[Text shown]
Government Commissioner of Sint Eustatius
- In office June 22, 2021 – March 27, 2024 ^{[citation needed]}
- Preceded by: Marnix van Rij

Deputy Government Commissioner
- In office February 15, 2020 – June 23, 2021
- Preceded by: Mervyn Keith Maria Stegers
- Succeeded by: Claudia Toet

Senior Communication Advisor for the Ministry of the Interior and Kingdom affairs
- In office February 2010 – February 2020

Director of Tourism at the St. Eustatius Tourism Development Foundation
- In office September 1992 – February 2010

Protocol and Public Relations manager at the Government St. Maarten
- In office June 1990 – July 1992

Personal details
- Born: Marjorie^{[citation needed]} Alida Uveline^{[citation needed]} Francis 1965 (age 60–61)^{[citation needed]} Sint Eustatius
- Occupation: Governor
- Website: https://www.linkedin.com/in/lady-alida-francis-86160719 & https://www.facebook.com/statiagovernment?mibextid=PtKPJ9
- Nickname: Lady Alida/Lida

= Alida Francis =

Dutch civil servant

M. Alida U. Francis is a Dutch civil servant who has been appointed island Governor of Sint Eustatius on April 10, 2024. She is the first woman to hold this position out of 400 Island Governors.

==Early life and education==
Francis was born and raised on St. Eustatius. Between 1977 and 1985 she lived in Aruba, where she obtained her HAVO diploma at the Colegio Arubano. She then went on to study journalism at the Hogeschool Utrecht.

==Career==
Her career started in 1989 as a broadcast journalist in Sint Maarten. A year later she transferred to the government, where she started working in the office of the Lieutenant Governor of Sint Maarten as a specialist in protocol and public relations. Between 1992 and 2010 she was director of the Sint Eustatius Tourism Development Foundation. In 1995 she was appointed a member of the Nation Building Committee of the Netherlands Antilles on behalf of Sint Eustatius. On 27 April 2007, Alida Francis was appointed a Knight of the Order of Orange-Nassau.

[Data segment]
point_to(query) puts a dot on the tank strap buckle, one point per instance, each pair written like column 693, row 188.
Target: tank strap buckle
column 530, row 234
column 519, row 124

[What this exercise asks]
1) Do these statements agree with the text about Alida Francis? Answer yes or no for each, quoting the words of the text that decide it.
(a) Francis studied journalism at the Hogeschool Utrecht.
(b) Francis began her career as a tourism director.
(c) In 1995 Francis became a member of the Nation Building Committee of the Netherlands Antilles on behalf of Sint Eustatius.
2) According to the text about Alida Francis, on what date was she appointed a Knight of the Order of Orange-Nassau?
3) Carry the biography of Alida Francis forward from its final sentence.
The listing comes from a separate source and has no link to the text about Alida Francis.

[Answers by item]
1)
(a) Yes: "She then went on to study journalism at the Hogeschool Utrecht."
(b) No: "Her career started in 1989 as a broadcast journalist in Sint Maarten."
(c) Yes: "In 1995 she was appointed a member of the Nation Building Committee of the Netherlands Antilles on behalf of Sint Eustatius."

2) 27 April 2007.

3)
From 2010, Alida Francis was employed by the National Office for the Caribbean Netherlands, where as acting head of communication she is responsible for all communication strategies for the BES islands. After hurricane Irma, she made an important contribution to the reconstruction of St. Eustatius.

Francis was appointed Hon. Deputy Government Commissioner of St. Eustatius on 15 February 2020, succeeding Mervyn Stegers . Together with His Excellency Government Commissioner, Marnix van Rij. Since taking charge, Ms. Francis has been responsible for getting the Government on St. Eustatius back on course. The functions of government commissioner and the deputy government commissioners were appointed in February 2018 after the executive council and the island council of St. Eustatius were set aside due to an accusation of gross neglect of duties. She was appointed Government Commissioner of St. Eustatius with effect from 22 June 2021. Her successor as Hon. Deputy Government Commissioner was Nicoline van der Linden-Geertsema. On March 8, 2024 M. Alida Francis was appointed as the 1st Female Governor of Sint Eustatius among the 400 Governors in history. Her appointment ceremony was held on April 10, 2024.